- PAGE EXTRACT:
*****

Wolf’s prediction isn’t a novel one. Researcher and author Gary Marcus has often pointed out how contemporary AI’s dependence on deep learning is flawed due to this gap. While machines can now recognise patterns in data, this understanding of the data is largely superficial and not conceptual—making the results difficult to determine.
Marcus has said that this has created a vicious cycle where companies are caught in a trap to pursue benchmarks instead of the foundational ideas of intelligence. This search for clarity pushed a lot of interest into interpretability and the money followed later. Until a couple of years ago, explainable AI witnessed its time in the spotlight. There was a wave of core AI startups like Kyndi, Fiddler Labs and DataRobot that integrated explainable AI within them. Explainable AI started gaining traction among VCs, with firms like UL Ventures, Intel Capital, Light Speed and Greylock seen actively investing in it. A report by Gartner stated that “30% of government and large enterprise contracts will require XAI solutions by 2025”.
However, most of the growth in explainable AI was expected to arise in industries like banking, health care and manufacturing—essentially, areas which placed a high value on trust and transparency and required accountability from these AI models. The money also flowed in that direction. VCs were more keen to put their money on more tedious applications that were focused on transforming an existing industry rather than a distant moonshot.

*****

- INFORMATION SHOWN:
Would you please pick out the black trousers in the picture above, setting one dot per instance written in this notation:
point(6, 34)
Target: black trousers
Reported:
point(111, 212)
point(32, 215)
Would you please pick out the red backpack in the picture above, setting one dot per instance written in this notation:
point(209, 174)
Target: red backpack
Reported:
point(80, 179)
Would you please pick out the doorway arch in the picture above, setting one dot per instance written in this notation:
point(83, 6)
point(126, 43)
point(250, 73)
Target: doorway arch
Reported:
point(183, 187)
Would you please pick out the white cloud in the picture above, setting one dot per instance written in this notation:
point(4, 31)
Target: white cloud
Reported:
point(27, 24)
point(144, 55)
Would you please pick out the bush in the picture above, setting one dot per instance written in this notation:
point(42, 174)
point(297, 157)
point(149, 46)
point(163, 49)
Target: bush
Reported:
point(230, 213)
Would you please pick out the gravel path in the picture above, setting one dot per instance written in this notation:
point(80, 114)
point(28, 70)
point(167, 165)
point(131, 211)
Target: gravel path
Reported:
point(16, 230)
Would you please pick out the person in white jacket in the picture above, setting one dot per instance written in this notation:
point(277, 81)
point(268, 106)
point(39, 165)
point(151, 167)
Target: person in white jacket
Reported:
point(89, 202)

*****

- TASKS TO CARRY OUT:
1/ In the passage on explainable AI, what share of government and large enterprise contracts did the Gartner report say would require XAI solutions by 2025?
2/ Continue the passage on explainable AI, picking up after its final sentence.

- TASK RESPONSES:
1/ 30%

2/
Explainability in commercial AI and academic research
Startups like Anthropic were started with a very different intention than this. Founded by OpenAI‘s former VP of research Dario Amodei along with his sister, Daniela, the startup was formed less than a year back with nine other OpenAI employees. The young company picked up USD 124 million in funding then. Not even a year later, it raised another USD 580 million. The Series B round was led by the CEO of FTX Trading, Sam Bankman-Fried and included participation from Jaan Tallinn, co-founder of Skype, Infotech’s James McClave and former Google CEO Eric Schmidt.
What’s even more interesting is that Anthropic’s list of supporters didn’t include the usual suspects among deep tech investors. But, this is possibly because the startup is a non-profit organisation which immediately made it a deal breaker.
Ironically, like Wolf mentioned, the work that Anthropic was doing was rare. It wasn’t like companies that were waving the explainable AI flag to cater to the market. It is quietly working on improving the safety of compute-heavy AI models and understanding the source of behaviour in today’s LLMs.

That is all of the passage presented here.